Exercise requirements ▸ Lay out every row below as a numbered list, dropping any blank lines. Leave the pictures out of your answer.

[start Provided records]

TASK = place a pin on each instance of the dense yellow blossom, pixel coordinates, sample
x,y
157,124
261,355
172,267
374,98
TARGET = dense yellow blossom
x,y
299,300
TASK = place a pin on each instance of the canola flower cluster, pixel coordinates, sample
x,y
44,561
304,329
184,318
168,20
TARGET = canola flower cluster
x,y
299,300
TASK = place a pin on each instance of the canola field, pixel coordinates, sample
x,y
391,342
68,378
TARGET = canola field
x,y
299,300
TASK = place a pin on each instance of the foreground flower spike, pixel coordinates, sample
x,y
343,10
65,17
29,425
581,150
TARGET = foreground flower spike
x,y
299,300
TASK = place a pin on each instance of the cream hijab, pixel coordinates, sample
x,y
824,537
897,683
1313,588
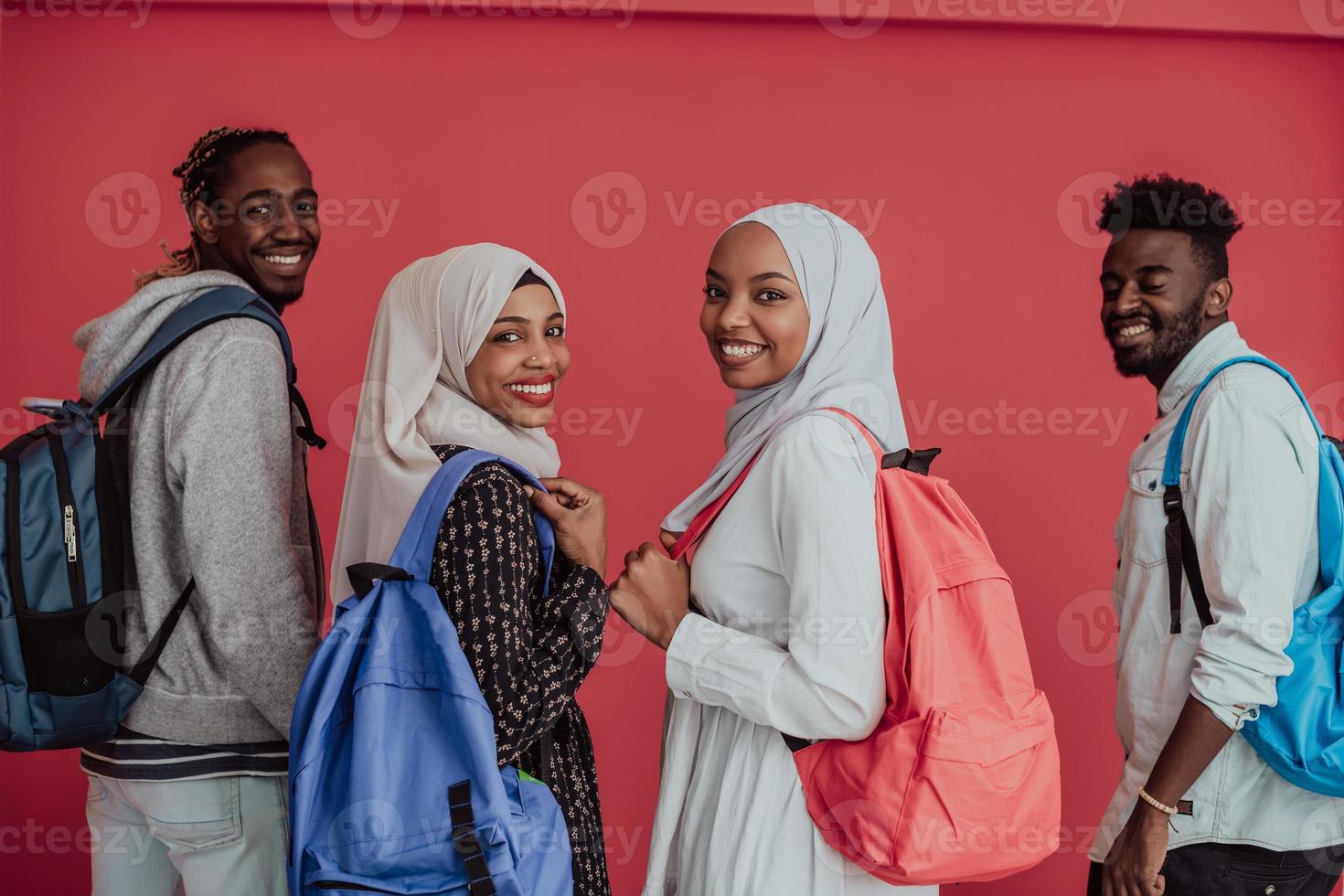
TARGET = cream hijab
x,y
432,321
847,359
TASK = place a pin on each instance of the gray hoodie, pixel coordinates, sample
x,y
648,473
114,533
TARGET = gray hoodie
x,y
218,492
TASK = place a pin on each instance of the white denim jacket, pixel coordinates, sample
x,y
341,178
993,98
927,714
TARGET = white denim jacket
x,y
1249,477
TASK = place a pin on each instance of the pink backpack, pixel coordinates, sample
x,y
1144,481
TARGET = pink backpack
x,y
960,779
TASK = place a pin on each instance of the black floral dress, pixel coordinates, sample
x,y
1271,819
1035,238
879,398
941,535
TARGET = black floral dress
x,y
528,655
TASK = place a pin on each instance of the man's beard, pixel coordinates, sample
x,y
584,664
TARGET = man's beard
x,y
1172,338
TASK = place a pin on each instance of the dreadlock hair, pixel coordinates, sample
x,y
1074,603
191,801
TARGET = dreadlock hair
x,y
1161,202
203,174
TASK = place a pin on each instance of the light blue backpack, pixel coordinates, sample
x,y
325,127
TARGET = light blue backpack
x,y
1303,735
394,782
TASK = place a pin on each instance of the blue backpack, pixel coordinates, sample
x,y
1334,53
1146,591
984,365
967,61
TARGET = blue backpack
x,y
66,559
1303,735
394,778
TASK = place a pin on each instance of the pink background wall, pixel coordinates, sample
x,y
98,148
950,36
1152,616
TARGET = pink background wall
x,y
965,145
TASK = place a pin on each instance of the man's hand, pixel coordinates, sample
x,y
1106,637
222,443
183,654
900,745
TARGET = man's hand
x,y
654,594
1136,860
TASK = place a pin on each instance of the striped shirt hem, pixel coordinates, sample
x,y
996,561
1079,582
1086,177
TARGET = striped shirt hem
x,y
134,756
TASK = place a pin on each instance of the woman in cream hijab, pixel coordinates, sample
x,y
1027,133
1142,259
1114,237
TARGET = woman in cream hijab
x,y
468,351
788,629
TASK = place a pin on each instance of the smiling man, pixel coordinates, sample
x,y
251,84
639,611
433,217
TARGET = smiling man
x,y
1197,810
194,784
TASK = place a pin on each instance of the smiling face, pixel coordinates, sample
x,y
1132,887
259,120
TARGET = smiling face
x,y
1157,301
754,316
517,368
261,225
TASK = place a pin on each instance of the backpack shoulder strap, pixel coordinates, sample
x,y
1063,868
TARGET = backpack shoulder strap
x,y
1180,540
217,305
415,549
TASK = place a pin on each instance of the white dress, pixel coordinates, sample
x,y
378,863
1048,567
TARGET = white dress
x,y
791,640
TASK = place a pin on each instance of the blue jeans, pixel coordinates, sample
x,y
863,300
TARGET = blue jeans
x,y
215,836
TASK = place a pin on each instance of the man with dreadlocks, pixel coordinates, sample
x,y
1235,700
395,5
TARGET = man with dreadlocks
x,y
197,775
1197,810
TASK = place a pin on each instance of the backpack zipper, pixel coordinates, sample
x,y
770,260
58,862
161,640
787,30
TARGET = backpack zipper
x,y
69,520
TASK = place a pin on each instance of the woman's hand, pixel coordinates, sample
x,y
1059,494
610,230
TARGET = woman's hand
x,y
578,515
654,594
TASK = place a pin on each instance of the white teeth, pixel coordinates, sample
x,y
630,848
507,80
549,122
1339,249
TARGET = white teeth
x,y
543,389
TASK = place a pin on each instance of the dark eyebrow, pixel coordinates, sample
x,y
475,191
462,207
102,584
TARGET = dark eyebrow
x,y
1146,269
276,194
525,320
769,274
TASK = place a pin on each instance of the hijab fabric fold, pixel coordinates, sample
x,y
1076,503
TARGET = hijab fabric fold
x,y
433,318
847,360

[end Provided records]

Answer in full ▸
1. TASK = place a pin on each instance of the dense yellow blossom, pixel coordinates, sample
2. x,y
3. 157,124
4. 261,355
5. 172,267
6. 374,98
7. TARGET = dense yellow blossom
8. x,y
9. 299,300
10. TASK = place a pin on each instance of the canola flower cluster, pixel coordinates, sample
11. x,y
12. 44,561
13. 304,329
14. 184,318
15. 168,20
16. TARGET = canola flower cluster
17. x,y
18. 299,300
19. TASK = place a pin on each instance of the canola field, pixel coordinates, sample
20. x,y
21. 391,342
22. 68,378
23. TARGET = canola field
24. x,y
25. 299,300
26. TASK = place a pin on each instance of the foreground flower spike, pixel coordinates, sample
27. x,y
28. 343,10
29. 65,17
30. 29,425
31. 581,150
32. TARGET = foreground flower spike
33. x,y
34. 299,300
35. TASK = place a pin on each instance of the cream hijab, pixel coordinates, sample
36. x,y
37. 824,537
38. 897,683
39. 1313,588
40. TARGET = cream hijab
41. x,y
42. 432,321
43. 847,359
44. TASK = place a pin on each instance of the gray hoodie, pixel coordinates, sample
45. x,y
46. 648,473
47. 114,533
48. TARGET = gray hoodie
49. x,y
50. 218,492
51. TASK = place a pin on each instance of the white denim jacket, pixel coordinates, sample
52. x,y
53. 341,178
54. 993,98
55. 927,714
56. TARGET = white denim jacket
57. x,y
58. 1249,477
59. TASK = place a pin on each instance of the pink backpack, pixel coordinates, sample
60. x,y
61. 1144,481
62. TARGET = pink backpack
63. x,y
64. 960,779
65. TASK = place a pin on each instance of the black floral dress, pixel coordinates, sample
66. x,y
67. 1271,819
68. 1035,238
69. 879,398
70. 941,535
71. TARGET = black floral dress
72. x,y
73. 528,655
74. TASK = place a pin on each instance of the man's beard, pixel coordinates, sample
75. x,y
76. 584,664
77. TARGET = man's beard
78. x,y
79. 1172,338
80. TASK = place a pin on each instance of the dreadlock hair, pixel coordinates, sample
81. x,y
82. 1074,603
83. 191,801
84. TARGET = dreadlock hair
85. x,y
86. 1161,202
87. 203,174
88. TASK = place a pin on each instance of the light blue backpack, pixel coordinates, sample
89. x,y
90. 325,127
91. TARGET = light blue backpack
92. x,y
93. 1303,735
94. 394,782
95. TASK = place a pin on each instance of the blue backpack, pixel coordinates, sample
96. x,y
97. 1334,53
98. 1146,591
99. 984,365
100. 967,61
101. TARGET = blue backpack
102. x,y
103. 66,559
104. 1303,735
105. 394,778
106. TASK = place a pin on each instance of the pink background wall, pixel coordinates, sample
107. x,y
108. 98,148
109. 950,36
110. 1152,616
111. TARGET = pink background wall
112. x,y
113. 965,145
114. TASK = place a pin on each instance of the man's hand, pixel coordinates, sample
115. x,y
116. 1106,637
117. 222,443
118. 183,654
119. 900,745
120. TARGET = man's hand
121. x,y
122. 654,594
123. 1136,860
124. TASK = place a pin on each instance of the striped shirt hem, pixel coordinates, sample
125. x,y
126. 996,561
127. 1079,582
128. 1086,177
129. TARGET = striped shirt hem
130. x,y
131. 134,756
132. TASK = place a pin on each instance of the woman in cream hijab, pixel coordinates, sample
133. x,y
134. 1027,133
135. 1142,259
136. 1114,237
137. TARGET = woman in cream hijab
138. x,y
139. 468,351
140. 788,629
141. TASK = place a pin on each instance of the smiling man, pixel coordinates, sample
142. x,y
143. 251,84
144. 639,611
145. 433,217
146. TARGET = smiling man
147. x,y
148. 1197,810
149. 194,784
150. TASK = place a pin on each instance of the smiling face, pixel coordinates, sample
151. x,y
152. 1132,887
153. 259,120
154. TARGET = smiling face
155. x,y
156. 1157,301
157. 754,316
158. 517,368
159. 261,225
160. TASK = place a pin on each instance of the backpack shoulder strap, pixel coordinates, sample
161. x,y
162. 1063,868
163. TARGET = backpack shoulder strap
164. x,y
165. 1180,540
166. 217,305
167. 415,549
168. TASK = place a pin on each instance of the white dress, pixel coordinates, sample
169. x,y
170. 378,863
171. 1048,567
172. TARGET = white dress
173. x,y
174. 791,640
175. TASK = place a pin on each instance of the blue jeans, pixel coordinates, sample
176. x,y
177. 863,300
178. TARGET = blue jeans
179. x,y
180. 215,836
181. TASK = place a pin on each instance of the man with dreadlocks, pixel coordinates, sample
182. x,y
183. 1235,700
184. 395,5
185. TARGET = man with dreadlocks
186. x,y
187. 197,775
188. 1197,810
189. TASK = place a pin on each instance of the backpack zipper, pixel coordinates, sample
190. x,y
191. 770,260
192. 58,862
193. 161,640
194. 787,30
195. TARGET = backpack zipper
196. x,y
197. 69,520
198. TASK = place a pin on each instance of the woman's hand, pixel coordinates, sample
199. x,y
200. 1059,494
201. 610,230
202. TARGET = woman's hand
203. x,y
204. 578,515
205. 654,594
206. TASK = place a pin on each instance of the white teeth, pixel coordinates, sample
207. x,y
208. 630,848
209. 507,80
210. 549,122
211. 1339,249
212. TARGET = white teeth
213. x,y
214. 543,389
215. TASK = place a pin on each instance of the dark eyebrow, pixel coordinates, sample
216. x,y
217. 475,191
218. 462,207
219. 102,584
220. TARGET = dark eyebrow
221. x,y
222. 1146,269
223. 276,194
224. 525,320
225. 769,274
226. TASK = place a pin on each instance of the hijab fabric fold, pixel coordinates, sample
227. x,y
228. 1076,503
229. TARGET = hijab fabric fold
230. x,y
231. 433,318
232. 847,360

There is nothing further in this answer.